= What you need to do =
Reproduce every line of the records below with no changes, omitting the pictures.

= Task material =
[start]

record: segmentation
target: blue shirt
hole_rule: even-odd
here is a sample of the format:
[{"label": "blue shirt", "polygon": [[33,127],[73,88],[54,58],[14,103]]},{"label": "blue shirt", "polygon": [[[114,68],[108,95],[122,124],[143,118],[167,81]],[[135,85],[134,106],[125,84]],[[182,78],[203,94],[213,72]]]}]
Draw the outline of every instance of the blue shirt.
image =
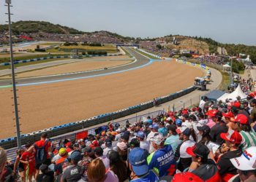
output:
[{"label": "blue shirt", "polygon": [[165,145],[151,153],[147,158],[148,169],[154,169],[158,173],[159,177],[173,175],[176,171],[176,162],[174,152],[170,145]]},{"label": "blue shirt", "polygon": [[140,178],[131,180],[132,182],[157,182],[159,181],[159,178],[157,175],[152,170],[149,170],[149,172],[141,176]]},{"label": "blue shirt", "polygon": [[165,145],[170,145],[173,148],[173,151],[175,152],[177,146],[182,143],[182,141],[181,141],[178,138],[178,135],[170,135],[167,138],[166,138]]}]

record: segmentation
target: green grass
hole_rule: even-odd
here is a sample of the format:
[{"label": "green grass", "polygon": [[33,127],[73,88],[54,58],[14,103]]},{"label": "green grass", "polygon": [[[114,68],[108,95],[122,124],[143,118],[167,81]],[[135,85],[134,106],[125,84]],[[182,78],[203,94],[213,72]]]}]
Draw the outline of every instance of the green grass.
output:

[end]

= Solution for this task =
record: segmentation
target: blue shirt
hole_rule: even-odd
here is a sample of the format:
[{"label": "blue shirt", "polygon": [[33,127],[73,88],[54,58],[14,103]]},{"label": "blue shirt", "polygon": [[[114,68],[108,95],[122,124],[143,118],[167,81]],[[135,85],[134,106],[125,84]],[[182,78],[203,94],[213,72]]]}]
Draw the outline of every instance of the blue shirt.
image =
output:
[{"label": "blue shirt", "polygon": [[165,145],[151,153],[147,158],[148,169],[154,169],[158,173],[159,177],[173,175],[176,171],[176,162],[174,152],[170,145]]},{"label": "blue shirt", "polygon": [[140,178],[131,180],[132,182],[157,182],[159,181],[159,178],[157,175],[152,170],[149,170],[149,172],[141,176]]},{"label": "blue shirt", "polygon": [[165,145],[170,145],[173,148],[173,151],[175,152],[177,146],[182,143],[182,141],[181,141],[178,138],[178,135],[170,135],[167,138],[166,138]]}]

record: segmentation
target: green grass
hole_rule: even-odd
here is a sample of the format:
[{"label": "green grass", "polygon": [[33,127],[73,88],[54,58],[14,103]]},{"label": "green grass", "polygon": [[[114,68],[108,95],[122,124],[143,118],[167,81]],[[135,85],[134,106],[125,84]],[[182,78],[203,94],[213,72]]]}]
Draw the outline of every instance of the green grass.
output:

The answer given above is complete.